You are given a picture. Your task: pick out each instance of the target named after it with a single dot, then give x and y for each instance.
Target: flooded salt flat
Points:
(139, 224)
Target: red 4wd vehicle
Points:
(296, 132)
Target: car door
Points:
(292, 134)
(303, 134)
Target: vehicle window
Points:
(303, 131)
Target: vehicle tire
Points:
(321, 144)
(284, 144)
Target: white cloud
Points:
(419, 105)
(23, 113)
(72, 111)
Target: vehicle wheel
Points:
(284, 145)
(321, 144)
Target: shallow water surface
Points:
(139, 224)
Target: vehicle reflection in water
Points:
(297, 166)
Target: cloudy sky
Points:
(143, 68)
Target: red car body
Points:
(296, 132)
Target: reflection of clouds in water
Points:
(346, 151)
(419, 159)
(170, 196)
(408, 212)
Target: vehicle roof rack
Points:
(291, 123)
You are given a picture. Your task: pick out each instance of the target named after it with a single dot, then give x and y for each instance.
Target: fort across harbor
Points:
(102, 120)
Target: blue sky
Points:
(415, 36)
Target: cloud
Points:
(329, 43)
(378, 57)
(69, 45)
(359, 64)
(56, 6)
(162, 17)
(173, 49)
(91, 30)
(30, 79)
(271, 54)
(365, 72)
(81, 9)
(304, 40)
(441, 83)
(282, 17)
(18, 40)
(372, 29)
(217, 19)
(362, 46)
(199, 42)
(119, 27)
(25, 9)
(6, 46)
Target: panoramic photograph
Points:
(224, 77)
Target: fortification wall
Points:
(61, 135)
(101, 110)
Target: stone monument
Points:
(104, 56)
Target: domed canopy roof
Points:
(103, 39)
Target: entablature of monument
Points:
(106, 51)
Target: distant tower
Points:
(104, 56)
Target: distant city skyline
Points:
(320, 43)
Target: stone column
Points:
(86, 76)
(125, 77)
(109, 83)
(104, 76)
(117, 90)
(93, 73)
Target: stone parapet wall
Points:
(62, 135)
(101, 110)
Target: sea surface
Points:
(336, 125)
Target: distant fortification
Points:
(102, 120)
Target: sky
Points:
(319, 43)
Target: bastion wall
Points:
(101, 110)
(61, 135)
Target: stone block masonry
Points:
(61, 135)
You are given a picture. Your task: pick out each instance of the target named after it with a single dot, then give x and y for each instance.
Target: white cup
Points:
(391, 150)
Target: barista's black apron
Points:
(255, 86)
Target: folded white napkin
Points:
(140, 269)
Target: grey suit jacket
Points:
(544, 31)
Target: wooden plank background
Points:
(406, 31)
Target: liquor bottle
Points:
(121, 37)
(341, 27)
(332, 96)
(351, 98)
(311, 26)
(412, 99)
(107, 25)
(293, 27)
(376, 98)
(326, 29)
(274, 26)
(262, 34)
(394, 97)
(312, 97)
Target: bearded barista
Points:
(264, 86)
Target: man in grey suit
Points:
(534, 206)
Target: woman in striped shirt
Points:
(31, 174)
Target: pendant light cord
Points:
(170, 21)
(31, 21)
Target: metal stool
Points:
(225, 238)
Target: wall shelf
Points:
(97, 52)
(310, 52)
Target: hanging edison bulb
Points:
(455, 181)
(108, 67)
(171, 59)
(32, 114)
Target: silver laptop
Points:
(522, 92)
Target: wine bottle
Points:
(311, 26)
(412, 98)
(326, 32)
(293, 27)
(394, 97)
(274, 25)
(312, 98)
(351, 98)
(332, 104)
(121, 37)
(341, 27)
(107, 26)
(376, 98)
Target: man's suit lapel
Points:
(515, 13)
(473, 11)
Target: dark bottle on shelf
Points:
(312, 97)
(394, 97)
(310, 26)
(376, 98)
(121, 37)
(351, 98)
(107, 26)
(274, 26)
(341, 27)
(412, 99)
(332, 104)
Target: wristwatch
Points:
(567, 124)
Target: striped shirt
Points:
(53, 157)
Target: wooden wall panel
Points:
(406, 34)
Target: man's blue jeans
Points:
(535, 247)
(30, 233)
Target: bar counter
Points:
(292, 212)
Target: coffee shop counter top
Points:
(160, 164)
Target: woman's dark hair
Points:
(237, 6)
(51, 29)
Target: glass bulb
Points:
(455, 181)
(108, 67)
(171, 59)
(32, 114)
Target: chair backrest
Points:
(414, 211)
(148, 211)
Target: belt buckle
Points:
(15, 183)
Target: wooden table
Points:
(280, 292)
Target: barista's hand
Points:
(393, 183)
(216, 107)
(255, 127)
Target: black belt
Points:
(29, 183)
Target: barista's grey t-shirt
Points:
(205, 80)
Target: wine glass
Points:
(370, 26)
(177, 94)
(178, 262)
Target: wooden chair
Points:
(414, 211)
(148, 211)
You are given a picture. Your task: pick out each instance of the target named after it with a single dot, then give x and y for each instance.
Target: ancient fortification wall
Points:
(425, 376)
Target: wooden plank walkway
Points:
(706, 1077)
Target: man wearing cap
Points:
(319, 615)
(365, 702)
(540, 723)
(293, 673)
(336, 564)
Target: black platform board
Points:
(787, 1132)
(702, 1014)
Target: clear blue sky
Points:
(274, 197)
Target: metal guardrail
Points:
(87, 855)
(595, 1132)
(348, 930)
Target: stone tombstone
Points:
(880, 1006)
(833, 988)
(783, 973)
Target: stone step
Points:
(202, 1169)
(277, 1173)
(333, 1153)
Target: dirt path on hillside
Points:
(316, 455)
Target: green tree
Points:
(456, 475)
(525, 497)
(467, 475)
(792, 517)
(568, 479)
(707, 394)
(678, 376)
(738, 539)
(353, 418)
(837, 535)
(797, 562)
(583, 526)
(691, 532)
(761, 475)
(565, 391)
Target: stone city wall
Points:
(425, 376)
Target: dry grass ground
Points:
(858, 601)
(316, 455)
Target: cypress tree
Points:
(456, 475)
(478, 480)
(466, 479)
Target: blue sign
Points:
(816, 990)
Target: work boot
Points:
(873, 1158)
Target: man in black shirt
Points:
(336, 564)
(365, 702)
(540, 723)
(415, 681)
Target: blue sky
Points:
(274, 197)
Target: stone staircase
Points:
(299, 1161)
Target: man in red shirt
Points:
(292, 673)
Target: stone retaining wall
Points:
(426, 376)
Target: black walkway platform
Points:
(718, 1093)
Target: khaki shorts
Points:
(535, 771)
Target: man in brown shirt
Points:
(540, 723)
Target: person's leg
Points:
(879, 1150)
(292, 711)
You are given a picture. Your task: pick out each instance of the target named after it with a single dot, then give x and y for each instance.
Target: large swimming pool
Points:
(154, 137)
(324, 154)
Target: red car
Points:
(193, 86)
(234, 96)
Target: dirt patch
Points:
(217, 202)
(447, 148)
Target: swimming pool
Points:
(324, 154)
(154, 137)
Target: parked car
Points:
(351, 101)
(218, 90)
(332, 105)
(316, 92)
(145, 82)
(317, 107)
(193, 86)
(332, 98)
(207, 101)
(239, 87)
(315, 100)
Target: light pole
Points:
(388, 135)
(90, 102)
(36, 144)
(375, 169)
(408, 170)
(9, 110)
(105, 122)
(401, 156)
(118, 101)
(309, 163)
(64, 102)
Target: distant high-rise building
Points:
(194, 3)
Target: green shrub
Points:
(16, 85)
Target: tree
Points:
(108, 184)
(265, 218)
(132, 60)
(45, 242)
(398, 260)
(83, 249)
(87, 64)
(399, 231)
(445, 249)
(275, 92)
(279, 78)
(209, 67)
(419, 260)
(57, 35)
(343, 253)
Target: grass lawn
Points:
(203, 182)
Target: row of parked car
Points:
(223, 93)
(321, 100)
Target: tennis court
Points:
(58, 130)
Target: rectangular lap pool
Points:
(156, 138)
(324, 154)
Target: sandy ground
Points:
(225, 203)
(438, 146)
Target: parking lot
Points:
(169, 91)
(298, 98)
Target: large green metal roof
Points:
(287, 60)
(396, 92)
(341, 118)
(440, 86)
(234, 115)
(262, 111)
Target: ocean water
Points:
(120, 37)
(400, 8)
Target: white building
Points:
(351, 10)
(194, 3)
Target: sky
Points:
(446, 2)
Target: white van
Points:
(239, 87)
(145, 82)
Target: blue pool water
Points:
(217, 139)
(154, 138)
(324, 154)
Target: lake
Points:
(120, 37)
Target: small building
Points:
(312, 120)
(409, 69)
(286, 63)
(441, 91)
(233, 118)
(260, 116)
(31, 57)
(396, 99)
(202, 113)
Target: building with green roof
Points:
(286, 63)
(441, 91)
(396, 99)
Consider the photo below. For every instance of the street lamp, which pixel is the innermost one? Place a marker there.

___

Work instructions
In the listing, find every line with the word "surface" and return it.

Result below
Target: shallow water surface
Target: sea surface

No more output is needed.